SET PROBLEM =>
Count the lines in the records below that contain the string "panel", treating uppercase and lowercase as different, and reply with only the number.
## BEGIN
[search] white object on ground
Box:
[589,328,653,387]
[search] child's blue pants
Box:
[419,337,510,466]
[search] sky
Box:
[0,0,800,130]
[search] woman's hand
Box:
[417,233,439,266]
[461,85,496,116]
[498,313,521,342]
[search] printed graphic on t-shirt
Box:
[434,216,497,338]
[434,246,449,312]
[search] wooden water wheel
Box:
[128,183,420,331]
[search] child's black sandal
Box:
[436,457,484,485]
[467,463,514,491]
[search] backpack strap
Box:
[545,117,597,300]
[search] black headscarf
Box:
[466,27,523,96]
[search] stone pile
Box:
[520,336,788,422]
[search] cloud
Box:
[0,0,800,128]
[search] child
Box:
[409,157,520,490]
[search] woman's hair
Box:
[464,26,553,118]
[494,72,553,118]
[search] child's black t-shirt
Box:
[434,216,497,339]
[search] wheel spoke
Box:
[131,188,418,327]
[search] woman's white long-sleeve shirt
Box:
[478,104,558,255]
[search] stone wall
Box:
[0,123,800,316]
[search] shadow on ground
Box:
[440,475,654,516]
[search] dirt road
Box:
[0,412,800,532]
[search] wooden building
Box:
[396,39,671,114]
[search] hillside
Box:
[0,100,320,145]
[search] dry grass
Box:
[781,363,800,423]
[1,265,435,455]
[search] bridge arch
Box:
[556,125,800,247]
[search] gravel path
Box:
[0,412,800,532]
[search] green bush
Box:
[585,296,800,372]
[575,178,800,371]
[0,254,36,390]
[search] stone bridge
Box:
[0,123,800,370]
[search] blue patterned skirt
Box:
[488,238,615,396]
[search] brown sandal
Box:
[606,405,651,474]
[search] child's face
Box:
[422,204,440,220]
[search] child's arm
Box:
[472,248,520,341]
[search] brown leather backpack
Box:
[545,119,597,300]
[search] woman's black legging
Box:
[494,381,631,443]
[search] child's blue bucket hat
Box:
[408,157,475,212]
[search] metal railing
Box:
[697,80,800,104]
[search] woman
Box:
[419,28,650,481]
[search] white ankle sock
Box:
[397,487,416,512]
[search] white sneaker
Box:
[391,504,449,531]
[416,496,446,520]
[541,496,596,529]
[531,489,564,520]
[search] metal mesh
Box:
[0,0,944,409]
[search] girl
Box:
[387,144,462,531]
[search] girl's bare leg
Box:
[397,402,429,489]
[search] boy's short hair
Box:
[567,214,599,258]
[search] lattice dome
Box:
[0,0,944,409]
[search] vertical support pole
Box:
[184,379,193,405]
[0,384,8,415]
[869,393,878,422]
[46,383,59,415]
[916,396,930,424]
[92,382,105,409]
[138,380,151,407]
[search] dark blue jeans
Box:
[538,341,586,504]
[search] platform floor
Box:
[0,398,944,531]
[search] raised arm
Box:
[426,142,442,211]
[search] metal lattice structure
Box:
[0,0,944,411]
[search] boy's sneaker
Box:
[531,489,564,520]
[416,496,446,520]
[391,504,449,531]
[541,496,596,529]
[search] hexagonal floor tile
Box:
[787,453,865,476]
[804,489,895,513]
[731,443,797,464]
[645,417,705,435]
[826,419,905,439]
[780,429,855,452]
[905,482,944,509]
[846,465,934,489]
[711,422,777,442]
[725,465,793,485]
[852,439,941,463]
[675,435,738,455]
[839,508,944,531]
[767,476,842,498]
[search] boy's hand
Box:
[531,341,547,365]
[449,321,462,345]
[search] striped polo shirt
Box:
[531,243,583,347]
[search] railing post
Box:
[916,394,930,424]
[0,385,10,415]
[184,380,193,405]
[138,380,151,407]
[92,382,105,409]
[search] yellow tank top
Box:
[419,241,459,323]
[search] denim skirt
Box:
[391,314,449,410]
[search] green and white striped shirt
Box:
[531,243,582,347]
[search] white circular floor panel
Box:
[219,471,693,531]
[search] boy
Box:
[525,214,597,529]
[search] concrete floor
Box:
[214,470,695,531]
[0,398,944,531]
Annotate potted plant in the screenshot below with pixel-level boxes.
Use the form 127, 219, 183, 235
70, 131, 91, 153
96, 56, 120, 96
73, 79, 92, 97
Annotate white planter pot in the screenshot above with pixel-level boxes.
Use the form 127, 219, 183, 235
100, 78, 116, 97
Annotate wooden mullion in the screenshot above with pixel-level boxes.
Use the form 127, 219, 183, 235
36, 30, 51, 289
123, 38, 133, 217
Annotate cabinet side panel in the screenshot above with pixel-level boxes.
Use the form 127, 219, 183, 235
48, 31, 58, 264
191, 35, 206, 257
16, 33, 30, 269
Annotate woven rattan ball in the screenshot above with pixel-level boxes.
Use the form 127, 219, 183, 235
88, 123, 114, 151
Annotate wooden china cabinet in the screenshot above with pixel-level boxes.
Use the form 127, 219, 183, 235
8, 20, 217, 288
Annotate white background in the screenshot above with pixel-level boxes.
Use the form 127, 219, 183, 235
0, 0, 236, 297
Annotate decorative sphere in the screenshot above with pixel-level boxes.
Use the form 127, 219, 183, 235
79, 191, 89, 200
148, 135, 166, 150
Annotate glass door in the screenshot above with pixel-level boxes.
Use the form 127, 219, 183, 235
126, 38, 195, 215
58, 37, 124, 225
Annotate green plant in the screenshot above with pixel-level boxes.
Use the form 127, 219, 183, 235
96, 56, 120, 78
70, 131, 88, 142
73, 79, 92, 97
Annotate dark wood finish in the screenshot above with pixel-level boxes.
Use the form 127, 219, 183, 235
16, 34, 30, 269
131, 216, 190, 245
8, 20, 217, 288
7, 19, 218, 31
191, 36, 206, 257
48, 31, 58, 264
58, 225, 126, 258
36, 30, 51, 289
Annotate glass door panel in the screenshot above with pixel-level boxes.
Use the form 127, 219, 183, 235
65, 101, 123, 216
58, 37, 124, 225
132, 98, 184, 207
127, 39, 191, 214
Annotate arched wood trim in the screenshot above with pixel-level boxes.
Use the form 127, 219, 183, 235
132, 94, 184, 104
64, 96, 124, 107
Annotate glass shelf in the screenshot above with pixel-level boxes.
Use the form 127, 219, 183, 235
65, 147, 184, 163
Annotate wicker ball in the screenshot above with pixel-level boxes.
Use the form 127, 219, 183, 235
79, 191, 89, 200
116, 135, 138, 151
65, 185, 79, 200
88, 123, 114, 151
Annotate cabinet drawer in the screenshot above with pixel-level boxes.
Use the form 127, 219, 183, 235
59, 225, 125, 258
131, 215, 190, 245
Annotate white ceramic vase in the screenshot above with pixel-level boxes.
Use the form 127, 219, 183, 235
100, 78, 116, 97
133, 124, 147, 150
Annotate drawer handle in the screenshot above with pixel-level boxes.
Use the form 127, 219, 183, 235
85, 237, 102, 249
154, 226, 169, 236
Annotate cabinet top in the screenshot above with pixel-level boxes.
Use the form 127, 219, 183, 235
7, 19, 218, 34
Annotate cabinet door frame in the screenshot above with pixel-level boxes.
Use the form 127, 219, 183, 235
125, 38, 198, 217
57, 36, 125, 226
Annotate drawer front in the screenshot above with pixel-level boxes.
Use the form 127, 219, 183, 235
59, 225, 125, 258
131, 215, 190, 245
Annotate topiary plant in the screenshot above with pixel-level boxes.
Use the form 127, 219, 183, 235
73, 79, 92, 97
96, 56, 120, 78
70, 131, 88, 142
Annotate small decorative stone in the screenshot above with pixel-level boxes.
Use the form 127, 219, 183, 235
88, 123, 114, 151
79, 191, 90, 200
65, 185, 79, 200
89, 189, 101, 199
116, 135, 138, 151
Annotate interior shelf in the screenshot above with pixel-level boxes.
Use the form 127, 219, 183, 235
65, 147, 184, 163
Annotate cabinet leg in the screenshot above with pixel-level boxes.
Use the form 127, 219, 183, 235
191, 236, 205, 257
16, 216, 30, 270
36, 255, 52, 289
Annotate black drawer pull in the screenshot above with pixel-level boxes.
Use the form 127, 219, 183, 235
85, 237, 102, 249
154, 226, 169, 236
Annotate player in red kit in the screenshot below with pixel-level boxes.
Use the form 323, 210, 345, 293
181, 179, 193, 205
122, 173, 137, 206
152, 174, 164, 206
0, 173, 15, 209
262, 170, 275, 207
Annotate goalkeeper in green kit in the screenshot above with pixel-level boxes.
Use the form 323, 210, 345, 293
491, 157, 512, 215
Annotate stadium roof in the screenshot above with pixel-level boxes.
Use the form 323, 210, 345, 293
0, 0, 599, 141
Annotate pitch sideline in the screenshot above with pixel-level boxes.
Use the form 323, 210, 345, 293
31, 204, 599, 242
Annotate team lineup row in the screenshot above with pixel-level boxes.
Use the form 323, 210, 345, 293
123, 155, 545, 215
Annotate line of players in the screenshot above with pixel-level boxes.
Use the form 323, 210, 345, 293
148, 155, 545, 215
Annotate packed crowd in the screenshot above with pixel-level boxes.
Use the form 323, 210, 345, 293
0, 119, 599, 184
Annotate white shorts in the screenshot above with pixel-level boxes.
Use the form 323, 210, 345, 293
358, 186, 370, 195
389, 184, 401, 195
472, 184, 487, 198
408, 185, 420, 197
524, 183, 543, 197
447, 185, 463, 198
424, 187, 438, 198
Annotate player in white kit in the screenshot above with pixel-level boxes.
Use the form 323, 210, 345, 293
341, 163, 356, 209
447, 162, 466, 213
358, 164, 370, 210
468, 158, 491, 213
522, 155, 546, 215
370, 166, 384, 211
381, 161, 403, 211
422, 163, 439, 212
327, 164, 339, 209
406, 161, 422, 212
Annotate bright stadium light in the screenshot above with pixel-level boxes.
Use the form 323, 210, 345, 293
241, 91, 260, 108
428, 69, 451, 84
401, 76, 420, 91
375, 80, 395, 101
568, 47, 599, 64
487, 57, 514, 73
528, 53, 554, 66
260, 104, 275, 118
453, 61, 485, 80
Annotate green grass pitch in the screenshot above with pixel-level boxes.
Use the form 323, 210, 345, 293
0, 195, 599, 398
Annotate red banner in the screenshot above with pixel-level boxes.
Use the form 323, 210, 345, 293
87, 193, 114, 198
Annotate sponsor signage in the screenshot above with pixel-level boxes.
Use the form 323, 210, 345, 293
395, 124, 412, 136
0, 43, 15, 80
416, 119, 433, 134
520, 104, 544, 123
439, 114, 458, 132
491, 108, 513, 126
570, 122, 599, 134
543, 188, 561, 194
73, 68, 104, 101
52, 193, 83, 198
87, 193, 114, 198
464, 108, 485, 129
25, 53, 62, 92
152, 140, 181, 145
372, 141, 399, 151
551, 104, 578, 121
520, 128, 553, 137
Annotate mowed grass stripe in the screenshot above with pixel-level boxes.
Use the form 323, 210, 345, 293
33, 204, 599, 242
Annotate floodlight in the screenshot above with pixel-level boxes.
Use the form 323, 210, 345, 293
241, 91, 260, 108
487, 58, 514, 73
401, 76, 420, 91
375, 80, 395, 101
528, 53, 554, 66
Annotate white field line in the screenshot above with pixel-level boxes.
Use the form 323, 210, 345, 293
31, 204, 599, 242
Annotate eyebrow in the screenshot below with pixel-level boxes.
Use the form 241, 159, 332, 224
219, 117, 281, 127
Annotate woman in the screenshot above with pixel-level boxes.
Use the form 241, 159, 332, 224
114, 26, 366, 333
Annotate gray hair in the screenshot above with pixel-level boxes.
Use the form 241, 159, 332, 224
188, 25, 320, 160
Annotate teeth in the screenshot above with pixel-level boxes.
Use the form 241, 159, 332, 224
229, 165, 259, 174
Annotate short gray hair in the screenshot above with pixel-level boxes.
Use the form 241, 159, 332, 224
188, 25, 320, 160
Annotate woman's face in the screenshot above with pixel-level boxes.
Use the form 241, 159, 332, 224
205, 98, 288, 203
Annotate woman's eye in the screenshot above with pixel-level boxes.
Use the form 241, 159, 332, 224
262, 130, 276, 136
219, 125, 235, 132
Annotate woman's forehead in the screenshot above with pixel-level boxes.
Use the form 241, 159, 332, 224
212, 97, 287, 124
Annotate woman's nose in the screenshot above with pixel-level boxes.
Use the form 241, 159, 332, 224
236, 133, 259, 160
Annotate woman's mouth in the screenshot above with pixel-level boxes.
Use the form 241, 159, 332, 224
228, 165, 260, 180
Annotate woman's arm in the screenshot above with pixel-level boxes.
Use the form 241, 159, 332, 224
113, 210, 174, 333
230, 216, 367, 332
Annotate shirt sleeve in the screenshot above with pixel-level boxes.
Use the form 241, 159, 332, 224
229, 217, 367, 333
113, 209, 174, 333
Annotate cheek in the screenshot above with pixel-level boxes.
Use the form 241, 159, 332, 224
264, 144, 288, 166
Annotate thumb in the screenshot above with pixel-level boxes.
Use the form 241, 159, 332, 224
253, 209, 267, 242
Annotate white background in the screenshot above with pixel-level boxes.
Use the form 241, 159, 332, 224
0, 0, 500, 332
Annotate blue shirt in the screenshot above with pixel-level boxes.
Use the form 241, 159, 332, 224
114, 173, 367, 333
## END
TASK RESULT =>
3